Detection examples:
☆ ☆ ☆ ☆

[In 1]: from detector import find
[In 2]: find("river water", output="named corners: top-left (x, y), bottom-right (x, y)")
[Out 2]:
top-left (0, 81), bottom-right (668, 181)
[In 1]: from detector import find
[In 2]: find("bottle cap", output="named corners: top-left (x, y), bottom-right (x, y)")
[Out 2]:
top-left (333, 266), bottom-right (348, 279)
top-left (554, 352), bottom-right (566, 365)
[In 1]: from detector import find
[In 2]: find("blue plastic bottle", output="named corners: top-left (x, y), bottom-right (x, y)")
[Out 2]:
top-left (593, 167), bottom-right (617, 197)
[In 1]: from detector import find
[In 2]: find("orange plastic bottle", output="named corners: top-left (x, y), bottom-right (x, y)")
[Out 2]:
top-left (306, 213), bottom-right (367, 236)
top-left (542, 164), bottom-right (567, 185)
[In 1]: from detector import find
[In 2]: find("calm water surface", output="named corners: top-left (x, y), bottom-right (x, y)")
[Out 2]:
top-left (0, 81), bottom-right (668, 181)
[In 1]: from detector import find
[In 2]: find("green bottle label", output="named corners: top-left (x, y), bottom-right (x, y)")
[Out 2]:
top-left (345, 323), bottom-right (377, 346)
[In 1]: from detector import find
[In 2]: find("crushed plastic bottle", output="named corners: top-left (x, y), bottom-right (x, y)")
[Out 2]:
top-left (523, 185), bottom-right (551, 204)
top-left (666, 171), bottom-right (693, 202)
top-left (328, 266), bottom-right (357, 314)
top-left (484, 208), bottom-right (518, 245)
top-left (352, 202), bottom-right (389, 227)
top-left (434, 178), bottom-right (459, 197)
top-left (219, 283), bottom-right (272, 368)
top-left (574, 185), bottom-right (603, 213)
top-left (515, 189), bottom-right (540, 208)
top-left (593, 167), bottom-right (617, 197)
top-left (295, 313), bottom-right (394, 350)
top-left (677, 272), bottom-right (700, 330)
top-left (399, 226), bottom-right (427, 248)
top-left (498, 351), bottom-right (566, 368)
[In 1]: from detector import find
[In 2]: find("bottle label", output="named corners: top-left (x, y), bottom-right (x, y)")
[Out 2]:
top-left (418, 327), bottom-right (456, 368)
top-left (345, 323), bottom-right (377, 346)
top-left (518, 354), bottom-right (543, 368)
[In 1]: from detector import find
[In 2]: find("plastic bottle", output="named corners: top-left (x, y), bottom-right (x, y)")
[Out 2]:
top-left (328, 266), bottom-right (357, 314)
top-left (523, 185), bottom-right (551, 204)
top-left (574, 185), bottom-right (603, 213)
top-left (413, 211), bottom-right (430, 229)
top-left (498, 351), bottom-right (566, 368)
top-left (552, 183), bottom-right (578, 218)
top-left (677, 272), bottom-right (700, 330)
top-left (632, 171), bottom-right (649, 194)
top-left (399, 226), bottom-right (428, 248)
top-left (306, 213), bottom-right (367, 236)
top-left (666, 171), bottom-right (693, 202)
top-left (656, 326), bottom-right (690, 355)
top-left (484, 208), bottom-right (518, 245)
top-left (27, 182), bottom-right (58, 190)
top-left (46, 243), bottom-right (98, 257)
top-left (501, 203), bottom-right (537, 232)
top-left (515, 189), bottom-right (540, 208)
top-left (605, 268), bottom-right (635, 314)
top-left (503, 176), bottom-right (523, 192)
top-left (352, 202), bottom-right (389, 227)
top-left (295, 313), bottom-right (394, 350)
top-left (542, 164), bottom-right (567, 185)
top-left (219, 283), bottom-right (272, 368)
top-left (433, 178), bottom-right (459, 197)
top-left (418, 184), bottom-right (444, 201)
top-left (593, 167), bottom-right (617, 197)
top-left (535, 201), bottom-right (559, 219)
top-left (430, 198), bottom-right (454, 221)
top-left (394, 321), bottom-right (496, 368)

☆ ☆ ☆ ☆

### DIRECTIONS FOR THIS TASK
Which lines of the material contain the string "water"? Collect every such line and copy it out, matching case exactly.

### TASK ANSWER
[In 2]: find("river water", output="named corners: top-left (x, y), bottom-right (x, y)")
[In 2]: find("calm water surface", output="named corners: top-left (x, y), bottom-right (x, y)")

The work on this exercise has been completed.